**出典**:
--------------------------------

徒然に履歴
「これからがこれまでをきめる」
色づき終えた桜の葉が、はらはらと舞い落ちる境内を、毎朝開門と共に掃き清めます。その刻限に門前を通り「おはようございます。」と元気に挨拶してくださる男性がおられます。
いつもは挨拶だけでしたが、ある時声を掛けてくださいました。
「このことばはいいですねえ。漢字が一字もない。だからぼくでもよめます。はじめは意味がわからなかったけれど、まいにちかんがえていたら近ごろすこしわかってきました。」
ひと月も同じ法語を門前に掲げていたので、そろそろ替えようかと思っていた矢先でした。
「ほんとうにその通りですねえ。さすがじゅうしょくさんだなあ。」しきりと感心しながら、いつものようにせっせと歩いて行かれました。
かれを見送ってから、私もせっせと竹ぼうきを動かし始めました。
29.12
「われ、汝等(なんだち)諸天人民を哀愍すること
父母の子を念(おも)うよりも甚だし」(大経巻下)
経典には果德を説くもの(果德の経)と、因位の願心を説くもの(因位願心の経)とがあり、浄土教の「大無量寿経」は、数少ない後者の代表的経典です。
果德は、修行して得た悟りの功徳、救い(有難さ、豊かさ)によって、苦が解決される(人生の答えを得る)ことを云います。努力によって幸せになった姿でしょう。果德を求める私たちに、修行(努力)して得ることを教える前者の経典は数多あります。
果德が人生の答えならば、因位は人生の問い(何のために生きるのか、自己とは何ぞや等々)を云います。すなはち自己を求めることです。しかし、自分では見えないものが、自己です。
そこで鏡が必要となります。自己を映す鏡、それが真実の経「大無量寿経」です。苦しみ悲しみから救われたいという欲求の答えを説くのではなく、欲求する自己そのものを、問い続けることの大切さを教えます。
そして、真実の鏡によって見えた自分の姿に絶望されたのが聖人です。この罪悪深重の身がどうして救われようか、と。それでも救いを求め問い続けたとき、「必ず我が子をたすけん」という親心に出遇います。弥陀の本願すなはち願心です。親の心を知るとき、子が救われることを説く「大無量寿経」を因位願心の経といいます。
人の欲求通りに境遇が変わることを救いとせず、どのような境遇に在っても生きて行ける支え、すなはち親心に出遇うことが救いであると説くのです。
29.10
「善人なおもて往生をとぐ、いわんや悪人をや」(歎異抄)
能力才能に恵まれたことを自覚し、自立した意志の強い兄は、幼いながらも人に迷惑を掛けず、その知恵才覚を頼みに一人ふるさとの母の許へと険しい山越えに挑む。
愚鈍で、意志薄弱で悪童を自覚する弟は、教えられた事も忘れ、決め事は守れず、我が家さえ見失い途方に暮れる。思い出されるのは、心配をかけた母のこと。出来ることはただ一つ親の名を呼び探してもらうこと。「お母さん」と。
母はいつも心配している。親の手を振りほどき一人で出来ると旅する兄も、手を繋いでいないと火中にも飛び込む乱暴な弟も。彼らが迷えば、すべて自分の責任だからと慈悲の眼差しで見守る。

--------------------------------

**データのまとまり**:
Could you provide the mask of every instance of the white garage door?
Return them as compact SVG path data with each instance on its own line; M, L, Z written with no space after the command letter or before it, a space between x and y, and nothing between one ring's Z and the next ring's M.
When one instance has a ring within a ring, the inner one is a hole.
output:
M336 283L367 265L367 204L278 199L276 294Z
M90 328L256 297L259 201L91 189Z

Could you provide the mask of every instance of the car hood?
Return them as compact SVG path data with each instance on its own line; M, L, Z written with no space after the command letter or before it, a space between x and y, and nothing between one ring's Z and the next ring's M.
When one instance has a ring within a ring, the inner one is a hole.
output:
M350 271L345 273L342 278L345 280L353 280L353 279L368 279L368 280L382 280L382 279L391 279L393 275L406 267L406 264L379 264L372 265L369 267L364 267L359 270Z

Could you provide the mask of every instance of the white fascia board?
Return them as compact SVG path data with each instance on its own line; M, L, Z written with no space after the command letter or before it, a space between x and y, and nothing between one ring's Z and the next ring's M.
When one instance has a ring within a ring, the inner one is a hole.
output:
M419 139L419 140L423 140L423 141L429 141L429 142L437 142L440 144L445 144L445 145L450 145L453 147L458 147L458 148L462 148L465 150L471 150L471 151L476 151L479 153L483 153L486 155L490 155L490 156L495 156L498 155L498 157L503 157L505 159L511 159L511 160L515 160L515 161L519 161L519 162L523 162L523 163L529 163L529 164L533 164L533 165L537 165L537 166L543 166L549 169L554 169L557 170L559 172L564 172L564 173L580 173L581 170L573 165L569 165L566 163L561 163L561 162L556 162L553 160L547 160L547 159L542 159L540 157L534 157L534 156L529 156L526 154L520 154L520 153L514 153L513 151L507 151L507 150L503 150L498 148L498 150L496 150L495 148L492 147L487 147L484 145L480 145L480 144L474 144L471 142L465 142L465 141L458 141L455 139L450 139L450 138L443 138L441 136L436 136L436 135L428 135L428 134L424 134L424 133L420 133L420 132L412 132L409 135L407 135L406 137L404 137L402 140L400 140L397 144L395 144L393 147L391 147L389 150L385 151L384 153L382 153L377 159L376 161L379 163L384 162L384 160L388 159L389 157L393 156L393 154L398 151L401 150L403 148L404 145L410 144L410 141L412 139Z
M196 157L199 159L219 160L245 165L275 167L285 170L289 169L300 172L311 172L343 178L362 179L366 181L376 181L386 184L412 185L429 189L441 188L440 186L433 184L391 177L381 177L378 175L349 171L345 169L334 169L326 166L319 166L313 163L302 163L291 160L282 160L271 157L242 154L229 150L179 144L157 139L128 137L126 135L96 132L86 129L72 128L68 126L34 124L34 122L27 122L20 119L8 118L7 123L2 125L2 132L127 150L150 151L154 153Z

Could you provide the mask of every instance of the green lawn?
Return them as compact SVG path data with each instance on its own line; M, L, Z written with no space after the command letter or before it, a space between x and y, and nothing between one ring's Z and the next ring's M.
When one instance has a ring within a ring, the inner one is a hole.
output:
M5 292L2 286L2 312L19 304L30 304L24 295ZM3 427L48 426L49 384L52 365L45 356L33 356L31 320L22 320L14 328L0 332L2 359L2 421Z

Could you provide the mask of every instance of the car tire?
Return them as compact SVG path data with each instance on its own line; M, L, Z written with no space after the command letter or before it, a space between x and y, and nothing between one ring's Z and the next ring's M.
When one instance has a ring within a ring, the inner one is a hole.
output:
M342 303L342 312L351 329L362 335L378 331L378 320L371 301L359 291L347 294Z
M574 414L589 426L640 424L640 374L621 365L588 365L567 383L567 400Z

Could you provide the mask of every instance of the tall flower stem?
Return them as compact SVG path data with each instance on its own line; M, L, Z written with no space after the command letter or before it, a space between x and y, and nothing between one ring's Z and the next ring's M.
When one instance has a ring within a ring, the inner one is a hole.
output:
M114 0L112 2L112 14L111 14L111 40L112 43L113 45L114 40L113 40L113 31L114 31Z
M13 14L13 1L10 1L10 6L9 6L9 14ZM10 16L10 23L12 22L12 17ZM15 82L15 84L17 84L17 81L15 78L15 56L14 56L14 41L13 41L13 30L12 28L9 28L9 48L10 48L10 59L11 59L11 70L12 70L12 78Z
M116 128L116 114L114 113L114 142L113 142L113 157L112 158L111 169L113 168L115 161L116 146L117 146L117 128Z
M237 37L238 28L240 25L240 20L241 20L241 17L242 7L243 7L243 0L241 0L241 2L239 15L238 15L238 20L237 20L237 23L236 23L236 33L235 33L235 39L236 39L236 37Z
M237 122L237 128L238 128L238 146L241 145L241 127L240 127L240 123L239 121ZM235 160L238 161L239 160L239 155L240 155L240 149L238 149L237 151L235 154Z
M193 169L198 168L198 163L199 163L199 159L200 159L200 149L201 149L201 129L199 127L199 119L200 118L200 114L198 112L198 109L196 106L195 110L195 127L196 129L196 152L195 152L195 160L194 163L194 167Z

--------------------------------

**練習問題**:
1. 出典では、同じ法語が門前にどれだけの期間掲げられていましたか？
2. 記録のうち「the car tire?」を含む行から「M574 414L589 426L640」を含む行までを、「tire」を「wheel」に替えて更新し、その行だけを示してください。

**解答例**:
1. ひと月です。

2.
Could you provide the mask of every instance of the car wheel?
Return them as compact SVG path data with each instance on its own line; M, L, Z written with no space after the command letter or before it, a space between x and y, and nothing between one ring's Z and the next ring's M.
When one instance has a ring within a ring, the inner one is a hole.
output:
M342 303L342 312L351 329L362 335L378 331L378 320L371 301L359 291L347 294Z
M574 414L589 426L640 424L640 374L621 365L588 365L567 383L567 400Z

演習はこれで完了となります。